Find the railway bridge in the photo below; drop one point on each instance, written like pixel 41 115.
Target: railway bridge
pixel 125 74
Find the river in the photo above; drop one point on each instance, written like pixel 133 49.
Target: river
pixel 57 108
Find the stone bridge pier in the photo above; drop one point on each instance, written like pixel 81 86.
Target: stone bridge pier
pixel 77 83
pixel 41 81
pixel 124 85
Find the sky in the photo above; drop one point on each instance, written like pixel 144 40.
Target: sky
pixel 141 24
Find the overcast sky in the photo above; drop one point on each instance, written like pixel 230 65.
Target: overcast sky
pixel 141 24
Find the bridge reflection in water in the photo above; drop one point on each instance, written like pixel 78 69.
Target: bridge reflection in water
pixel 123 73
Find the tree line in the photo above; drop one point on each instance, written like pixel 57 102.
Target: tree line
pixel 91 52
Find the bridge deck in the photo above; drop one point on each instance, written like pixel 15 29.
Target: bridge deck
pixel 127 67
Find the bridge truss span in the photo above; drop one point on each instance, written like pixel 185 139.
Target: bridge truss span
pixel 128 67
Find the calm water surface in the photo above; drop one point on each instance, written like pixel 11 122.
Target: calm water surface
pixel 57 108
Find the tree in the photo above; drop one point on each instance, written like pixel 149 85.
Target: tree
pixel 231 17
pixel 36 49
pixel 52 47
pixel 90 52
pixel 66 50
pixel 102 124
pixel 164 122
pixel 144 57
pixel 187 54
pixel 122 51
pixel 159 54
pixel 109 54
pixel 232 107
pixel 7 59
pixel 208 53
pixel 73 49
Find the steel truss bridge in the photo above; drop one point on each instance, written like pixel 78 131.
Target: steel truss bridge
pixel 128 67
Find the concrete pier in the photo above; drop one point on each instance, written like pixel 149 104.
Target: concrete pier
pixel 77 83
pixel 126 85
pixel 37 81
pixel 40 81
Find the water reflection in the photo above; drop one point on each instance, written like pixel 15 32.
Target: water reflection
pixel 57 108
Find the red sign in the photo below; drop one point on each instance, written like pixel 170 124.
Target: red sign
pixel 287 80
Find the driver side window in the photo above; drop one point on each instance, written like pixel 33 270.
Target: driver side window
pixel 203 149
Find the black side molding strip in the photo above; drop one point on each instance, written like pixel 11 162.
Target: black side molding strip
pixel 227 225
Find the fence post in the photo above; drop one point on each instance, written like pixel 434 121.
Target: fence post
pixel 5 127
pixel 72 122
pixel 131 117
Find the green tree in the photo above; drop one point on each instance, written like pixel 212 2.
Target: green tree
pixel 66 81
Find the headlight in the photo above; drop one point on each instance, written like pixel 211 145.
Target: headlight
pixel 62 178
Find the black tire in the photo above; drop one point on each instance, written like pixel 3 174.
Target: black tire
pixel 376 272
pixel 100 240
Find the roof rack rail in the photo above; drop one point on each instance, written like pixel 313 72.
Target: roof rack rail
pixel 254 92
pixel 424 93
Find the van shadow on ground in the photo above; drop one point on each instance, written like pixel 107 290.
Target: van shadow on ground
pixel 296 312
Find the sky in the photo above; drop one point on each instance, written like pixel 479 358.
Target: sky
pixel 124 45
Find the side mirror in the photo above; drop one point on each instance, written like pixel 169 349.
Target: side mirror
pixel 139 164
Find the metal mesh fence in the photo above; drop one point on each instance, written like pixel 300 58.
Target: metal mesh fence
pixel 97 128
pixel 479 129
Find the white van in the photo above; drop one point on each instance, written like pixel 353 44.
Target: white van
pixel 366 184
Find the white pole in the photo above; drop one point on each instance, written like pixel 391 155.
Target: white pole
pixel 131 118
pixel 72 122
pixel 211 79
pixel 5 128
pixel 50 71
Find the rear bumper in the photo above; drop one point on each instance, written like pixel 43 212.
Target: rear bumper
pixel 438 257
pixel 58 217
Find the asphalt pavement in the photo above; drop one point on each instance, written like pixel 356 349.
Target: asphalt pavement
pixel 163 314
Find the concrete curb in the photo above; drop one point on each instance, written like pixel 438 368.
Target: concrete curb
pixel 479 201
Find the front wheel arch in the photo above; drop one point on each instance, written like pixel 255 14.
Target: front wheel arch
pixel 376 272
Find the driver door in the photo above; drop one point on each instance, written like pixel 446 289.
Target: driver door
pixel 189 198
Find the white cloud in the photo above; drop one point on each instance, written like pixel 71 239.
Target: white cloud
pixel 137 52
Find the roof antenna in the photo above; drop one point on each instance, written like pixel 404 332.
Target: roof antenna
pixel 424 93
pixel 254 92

***

TASK GOAL: The whole listing, restated word for word, is the expected answer.

RESULT OF THIS EXERCISE:
Find the railway bridge in the photo below; drop one point on each instance, written like pixel 41 115.
Target: railway bridge
pixel 125 74
Find the river in the photo above; drop one point on each instance, written like pixel 133 49.
Target: river
pixel 57 108
Find the stone bridge pier in the photo above; drop one point on each instance, written like pixel 81 86.
Target: stone bridge pier
pixel 77 83
pixel 41 81
pixel 124 85
Find the sky in the photo above; drop one point on each instance, written like pixel 144 40.
Target: sky
pixel 141 24
Find the overcast sky in the photo above; drop one point on each instance, written like pixel 230 65.
Target: overcast sky
pixel 141 24
Find the bridge reflection in water in the photo above; drop one point on each instance, written like pixel 78 69.
Target: bridge reflection in water
pixel 123 73
Find the tree line in the photo above; drop one point on each instance, written like pixel 57 102.
Target: tree line
pixel 91 52
Find the bridge deck in the photo above; drop one point on each instance, written like pixel 15 29.
Target: bridge deck
pixel 127 67
Find the bridge truss span in the photo above; drop one point on each instance, written like pixel 185 139.
Target: bridge truss span
pixel 128 67
Find the calm water surface in the photo above; drop one point on each instance, written like pixel 11 122.
Target: calm water surface
pixel 57 108
Find the tree in the photo above; drop one point on each instance, written like pixel 149 85.
Target: tree
pixel 231 17
pixel 36 49
pixel 52 47
pixel 90 52
pixel 66 50
pixel 102 124
pixel 164 122
pixel 144 57
pixel 187 54
pixel 122 51
pixel 159 54
pixel 109 54
pixel 232 107
pixel 7 59
pixel 208 53
pixel 73 49
Find the steel truss bridge in the photo above; drop one point on each instance, written like pixel 78 131.
Target: steel truss bridge
pixel 128 67
Find the concrete pier in the photo above; drop one point on each instance, written like pixel 149 104.
Target: concrete pier
pixel 77 83
pixel 126 85
pixel 37 81
pixel 40 81
Find the water reflection in the photo above; drop one point on each instance, written like pixel 15 32.
Target: water reflection
pixel 57 108
Find the red sign in the photo below; drop one point on each instance, written like pixel 170 124.
Target: red sign
pixel 287 80
Find the driver side window in the photo above; drop one point on each instance, written like pixel 33 270.
Target: driver side window
pixel 203 149
Find the black side molding strip in the photo above; drop one point on each instance, written like pixel 11 162.
Target: black side molding strip
pixel 227 225
Find the fence post in the photo above; drop one point on each instance, written like pixel 434 121.
Target: fence post
pixel 5 127
pixel 72 122
pixel 131 117
Find the green tree in the photo above; drop one point on each instance, written like pixel 212 2.
Target: green tree
pixel 66 81
Find the headlight in the photo above; drop one point on each instance, written like pixel 211 145.
Target: headlight
pixel 62 178
Find the black tire in the photo above; drop one point on each instance, written like pixel 3 174.
Target: black tire
pixel 376 272
pixel 100 240
Find the roof rack rail in the photo above; drop one point on each instance, written like pixel 313 72.
Target: roof rack rail
pixel 254 92
pixel 424 93
Find the van shadow on ground in the photo above; drop one point on each instance, written like pixel 107 290.
Target: van shadow on ground
pixel 296 312
Find the sky in the photo above; drop one point on each instance, written like pixel 479 358.
Target: sky
pixel 124 45
Find the side mirror in the photo above; drop one point on each instance, written like pixel 169 349.
Target: side mirror
pixel 139 164
Find the metal mesh fence in the photo above; drop one point on each instance, written like pixel 300 58.
Target: metal mesh fence
pixel 97 128
pixel 479 129
Find the white van in the photo above; drop one point on each instance, written like pixel 353 44.
Target: white van
pixel 366 184
Find the white pole in the photo above; drop one point on each instance, written like pixel 391 155.
Target: white pole
pixel 131 118
pixel 72 122
pixel 211 79
pixel 5 128
pixel 50 71
Find the rear bumper in the photo above; drop one point on each instance, written like pixel 43 212.
Target: rear bumper
pixel 438 257
pixel 58 217
Find the asphalt pavement in the photo above; drop one point on each instance, written like pixel 356 349.
Target: asphalt pavement
pixel 163 314
Find the concrete curb in the photo above; drop one point on each instance, written like pixel 438 368.
Target: concrete curb
pixel 479 201
Find the front wheel arch in the photo above; drop one point on each instance, written like pixel 255 14.
Target: front wheel arch
pixel 376 272
Find the driver door in the photo above; drop one point on each instance, written like pixel 446 289.
Target: driver door
pixel 189 198
Find the white cloud in the photo above; drop one point on each instance, written like pixel 71 239.
Target: white cloud
pixel 137 52
Find the roof antenna in the photo above; drop one point on each instance, written like pixel 404 332.
Target: roof antenna
pixel 424 93
pixel 254 92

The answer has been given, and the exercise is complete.